Provided data section start

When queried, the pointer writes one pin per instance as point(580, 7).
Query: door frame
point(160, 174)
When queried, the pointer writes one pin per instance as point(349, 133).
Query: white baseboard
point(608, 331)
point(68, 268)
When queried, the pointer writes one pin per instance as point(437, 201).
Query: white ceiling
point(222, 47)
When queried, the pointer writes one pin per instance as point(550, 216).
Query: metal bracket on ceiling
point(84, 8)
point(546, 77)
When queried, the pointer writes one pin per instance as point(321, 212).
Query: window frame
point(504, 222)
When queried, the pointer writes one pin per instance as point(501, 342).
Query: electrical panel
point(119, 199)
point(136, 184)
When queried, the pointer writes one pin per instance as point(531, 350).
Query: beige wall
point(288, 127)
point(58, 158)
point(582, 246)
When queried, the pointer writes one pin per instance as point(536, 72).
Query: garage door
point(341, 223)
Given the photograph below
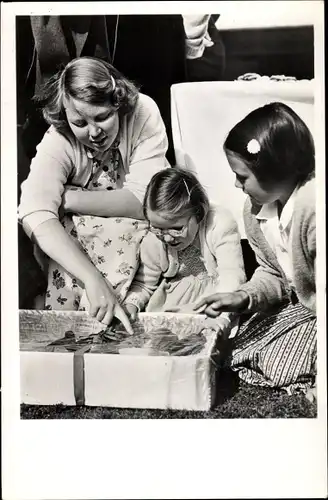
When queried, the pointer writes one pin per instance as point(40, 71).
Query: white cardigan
point(220, 248)
point(62, 159)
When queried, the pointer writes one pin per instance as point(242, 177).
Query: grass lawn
point(235, 399)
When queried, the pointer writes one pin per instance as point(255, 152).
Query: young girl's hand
point(131, 311)
point(103, 303)
point(220, 302)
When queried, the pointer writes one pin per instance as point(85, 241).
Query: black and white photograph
point(163, 180)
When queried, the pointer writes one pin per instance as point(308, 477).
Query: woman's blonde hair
point(90, 80)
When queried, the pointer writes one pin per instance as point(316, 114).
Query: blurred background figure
point(205, 51)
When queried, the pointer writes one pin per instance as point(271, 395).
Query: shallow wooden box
point(115, 380)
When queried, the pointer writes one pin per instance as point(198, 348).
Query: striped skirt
point(277, 350)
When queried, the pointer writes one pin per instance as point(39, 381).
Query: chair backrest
point(204, 112)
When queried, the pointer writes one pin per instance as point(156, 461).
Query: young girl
point(104, 138)
point(271, 152)
point(194, 246)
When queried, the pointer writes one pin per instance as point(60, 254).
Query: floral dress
point(187, 287)
point(112, 244)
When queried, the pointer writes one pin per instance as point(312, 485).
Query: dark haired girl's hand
point(104, 304)
point(215, 304)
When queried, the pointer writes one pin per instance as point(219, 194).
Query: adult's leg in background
point(150, 50)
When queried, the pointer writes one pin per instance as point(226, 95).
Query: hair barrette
point(188, 191)
point(113, 83)
point(253, 146)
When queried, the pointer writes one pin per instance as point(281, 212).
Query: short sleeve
point(41, 192)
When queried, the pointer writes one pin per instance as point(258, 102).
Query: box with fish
point(72, 359)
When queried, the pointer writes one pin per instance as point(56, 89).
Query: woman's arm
point(58, 245)
point(115, 203)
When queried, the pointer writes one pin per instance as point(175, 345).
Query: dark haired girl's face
point(93, 125)
point(247, 181)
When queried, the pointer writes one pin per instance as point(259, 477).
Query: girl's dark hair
point(90, 80)
point(286, 147)
point(175, 192)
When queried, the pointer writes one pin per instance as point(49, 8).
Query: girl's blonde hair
point(90, 80)
point(175, 192)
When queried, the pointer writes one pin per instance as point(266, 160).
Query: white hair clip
point(188, 191)
point(253, 147)
point(113, 83)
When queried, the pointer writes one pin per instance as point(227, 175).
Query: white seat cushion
point(204, 112)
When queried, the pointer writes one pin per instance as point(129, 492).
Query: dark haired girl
point(271, 152)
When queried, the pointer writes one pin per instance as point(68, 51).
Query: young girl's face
point(94, 126)
point(246, 180)
point(178, 233)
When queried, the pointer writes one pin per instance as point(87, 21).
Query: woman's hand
point(131, 311)
point(215, 304)
point(104, 304)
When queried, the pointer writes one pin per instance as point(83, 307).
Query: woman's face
point(93, 125)
point(246, 180)
point(178, 233)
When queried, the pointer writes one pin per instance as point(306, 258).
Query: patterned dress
point(188, 285)
point(112, 244)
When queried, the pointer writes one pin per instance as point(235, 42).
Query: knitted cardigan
point(269, 286)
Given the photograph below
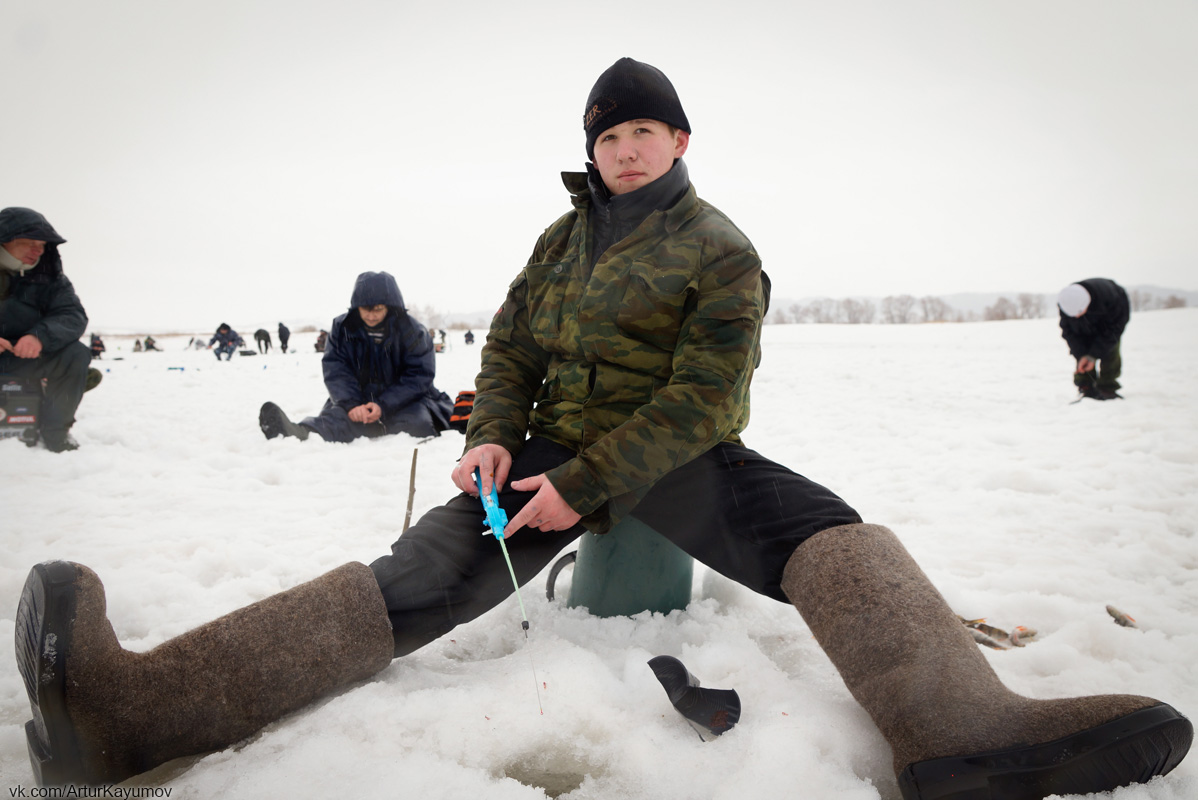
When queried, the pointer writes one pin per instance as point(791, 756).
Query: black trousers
point(731, 509)
point(66, 376)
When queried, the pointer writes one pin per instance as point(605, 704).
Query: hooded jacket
point(639, 359)
point(394, 373)
point(225, 337)
point(40, 300)
point(1096, 332)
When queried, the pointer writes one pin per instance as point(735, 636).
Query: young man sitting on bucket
point(615, 382)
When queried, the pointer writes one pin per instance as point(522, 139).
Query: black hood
point(26, 223)
point(376, 289)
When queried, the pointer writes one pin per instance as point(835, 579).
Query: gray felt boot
point(102, 714)
point(955, 729)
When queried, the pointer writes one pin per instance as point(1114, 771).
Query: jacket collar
point(672, 193)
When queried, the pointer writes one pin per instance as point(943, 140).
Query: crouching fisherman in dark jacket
point(379, 369)
point(41, 321)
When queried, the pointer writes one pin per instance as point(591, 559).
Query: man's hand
point(365, 413)
point(492, 464)
point(28, 346)
point(546, 510)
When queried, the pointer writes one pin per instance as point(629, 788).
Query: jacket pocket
point(548, 288)
point(654, 303)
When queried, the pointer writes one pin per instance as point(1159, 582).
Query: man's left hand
point(28, 346)
point(365, 413)
point(546, 510)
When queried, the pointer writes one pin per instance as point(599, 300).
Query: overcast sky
point(242, 161)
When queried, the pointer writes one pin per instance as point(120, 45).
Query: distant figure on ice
point(41, 322)
point(97, 346)
point(1093, 316)
point(613, 385)
point(379, 371)
point(225, 340)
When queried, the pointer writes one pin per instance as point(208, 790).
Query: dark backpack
point(461, 408)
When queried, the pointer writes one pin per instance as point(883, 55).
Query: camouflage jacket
point(640, 364)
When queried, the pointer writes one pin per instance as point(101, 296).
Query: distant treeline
point(906, 309)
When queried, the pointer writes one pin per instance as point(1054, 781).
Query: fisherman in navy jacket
point(41, 321)
point(379, 368)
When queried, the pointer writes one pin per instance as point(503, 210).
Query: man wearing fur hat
point(613, 383)
point(1093, 316)
point(41, 321)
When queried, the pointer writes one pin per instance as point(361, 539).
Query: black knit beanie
point(630, 90)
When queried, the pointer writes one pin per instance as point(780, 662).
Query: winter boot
point(102, 714)
point(955, 729)
point(274, 422)
point(59, 441)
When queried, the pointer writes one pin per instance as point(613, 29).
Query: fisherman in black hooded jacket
point(379, 368)
point(41, 321)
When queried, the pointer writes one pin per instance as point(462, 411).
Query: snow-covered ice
point(1022, 508)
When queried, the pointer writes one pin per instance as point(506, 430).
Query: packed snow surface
point(1022, 508)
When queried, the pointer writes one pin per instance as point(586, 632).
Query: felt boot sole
point(1132, 749)
point(44, 614)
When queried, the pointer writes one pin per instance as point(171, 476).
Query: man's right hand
point(492, 462)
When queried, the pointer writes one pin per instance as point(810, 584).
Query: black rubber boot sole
point(1132, 749)
point(44, 619)
point(711, 711)
point(274, 423)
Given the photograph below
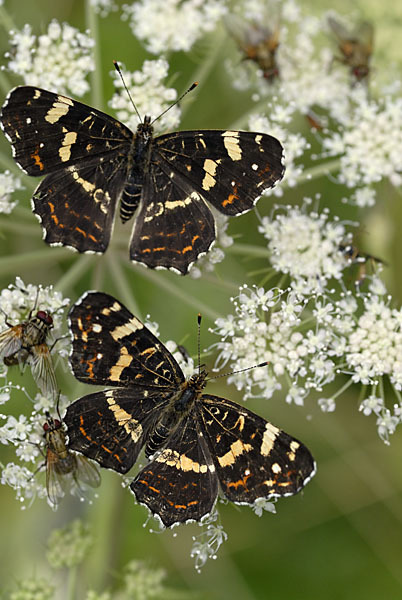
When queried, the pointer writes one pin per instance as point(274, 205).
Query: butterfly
point(26, 343)
point(62, 466)
point(356, 46)
point(196, 444)
point(91, 161)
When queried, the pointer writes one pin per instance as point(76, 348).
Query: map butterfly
point(91, 161)
point(197, 444)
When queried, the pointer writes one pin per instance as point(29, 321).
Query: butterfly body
point(91, 161)
point(196, 443)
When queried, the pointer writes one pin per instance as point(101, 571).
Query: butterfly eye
point(45, 317)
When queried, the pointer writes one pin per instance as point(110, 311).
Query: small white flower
point(8, 185)
point(149, 93)
point(174, 25)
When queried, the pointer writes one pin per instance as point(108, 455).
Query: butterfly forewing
point(230, 169)
point(112, 347)
point(253, 458)
point(49, 131)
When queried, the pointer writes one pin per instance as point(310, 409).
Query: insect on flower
point(26, 343)
point(92, 161)
point(258, 42)
point(355, 46)
point(63, 467)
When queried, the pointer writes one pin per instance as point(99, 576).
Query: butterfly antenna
point(116, 66)
point(192, 86)
point(199, 342)
point(264, 364)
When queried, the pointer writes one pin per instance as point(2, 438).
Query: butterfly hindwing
point(112, 347)
point(174, 228)
point(180, 483)
point(253, 458)
point(78, 205)
point(49, 131)
point(111, 426)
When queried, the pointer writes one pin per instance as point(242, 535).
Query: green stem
point(6, 20)
point(321, 170)
point(95, 76)
point(72, 583)
point(205, 67)
point(74, 273)
point(5, 84)
point(11, 264)
point(125, 292)
point(196, 304)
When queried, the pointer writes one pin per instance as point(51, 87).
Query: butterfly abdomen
point(138, 161)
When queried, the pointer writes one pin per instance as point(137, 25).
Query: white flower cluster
point(305, 246)
point(294, 144)
point(26, 475)
point(59, 60)
point(103, 7)
point(150, 95)
point(369, 140)
point(307, 342)
point(206, 263)
point(208, 542)
point(174, 25)
point(8, 185)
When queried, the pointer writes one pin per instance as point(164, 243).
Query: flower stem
point(11, 264)
point(95, 76)
point(74, 273)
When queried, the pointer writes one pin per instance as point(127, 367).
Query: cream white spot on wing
point(59, 108)
point(209, 181)
point(124, 419)
point(122, 330)
point(270, 434)
point(231, 143)
point(65, 149)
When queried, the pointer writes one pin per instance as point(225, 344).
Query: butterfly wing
point(253, 458)
point(42, 370)
point(49, 132)
point(83, 151)
point(111, 426)
point(112, 347)
point(180, 483)
point(174, 226)
point(230, 169)
point(76, 206)
point(87, 472)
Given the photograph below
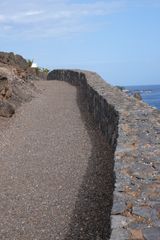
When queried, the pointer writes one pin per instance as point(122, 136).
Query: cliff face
point(132, 129)
point(16, 85)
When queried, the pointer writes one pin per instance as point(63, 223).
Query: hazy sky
point(118, 39)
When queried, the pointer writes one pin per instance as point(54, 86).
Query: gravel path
point(55, 171)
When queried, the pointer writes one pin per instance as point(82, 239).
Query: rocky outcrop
point(132, 129)
point(16, 84)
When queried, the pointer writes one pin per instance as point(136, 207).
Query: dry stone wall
point(132, 129)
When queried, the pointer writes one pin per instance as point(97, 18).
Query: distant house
point(34, 65)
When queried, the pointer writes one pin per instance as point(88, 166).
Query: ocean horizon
point(149, 93)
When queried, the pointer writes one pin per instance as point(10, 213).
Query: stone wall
point(132, 129)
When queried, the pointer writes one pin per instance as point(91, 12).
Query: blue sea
point(149, 93)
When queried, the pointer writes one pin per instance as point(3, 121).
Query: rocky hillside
point(16, 82)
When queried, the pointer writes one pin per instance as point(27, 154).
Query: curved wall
point(132, 129)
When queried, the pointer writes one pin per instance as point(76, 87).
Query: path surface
point(53, 171)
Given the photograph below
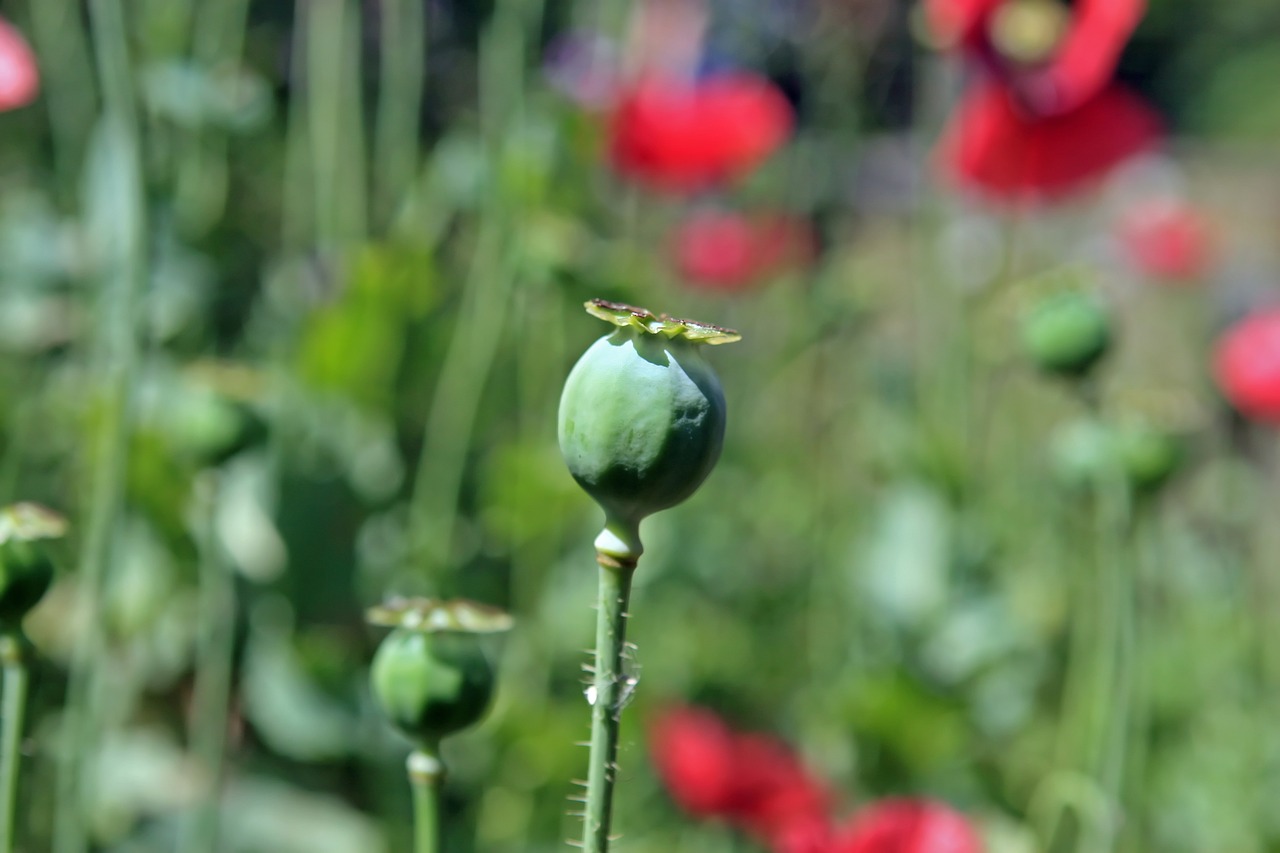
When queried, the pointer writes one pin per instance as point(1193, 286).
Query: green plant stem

Provided data section end

Task prompt:
Quote the data above from the line containing "as point(599, 300)." to the line containing "as point(780, 662).", inclusive, and stop.

Your solution:
When queried, the pointer writes one pin per instance as point(599, 300).
Query: overcast sky
point(242, 161)
When queried, the pointer writes one pin per instance as point(120, 45).
Query: distant figure on ice
point(41, 322)
point(97, 346)
point(1093, 316)
point(613, 385)
point(379, 371)
point(225, 340)
When queried, the pointer writes one pin per instance as point(208, 790).
Query: dark backpack
point(461, 408)
When queried, the pointer writes one pin per instance as point(883, 55).
Query: camouflage jacket
point(640, 364)
When queried, the pointer writes one pin per instance as point(101, 296).
Query: distant treeline
point(906, 309)
When queried, the pointer writes one pin per instance as point(1054, 781).
Query: fisherman in navy jacket
point(41, 321)
point(379, 368)
When queried, the pointer writes one pin per instance as point(503, 210).
Query: man wearing fur hat
point(613, 383)
point(1093, 316)
point(41, 321)
When queried, the pointer writes one pin per instance as point(361, 539).
Query: black knit beanie
point(630, 90)
When queried, the pointer writes one pin per instance as point(780, 662).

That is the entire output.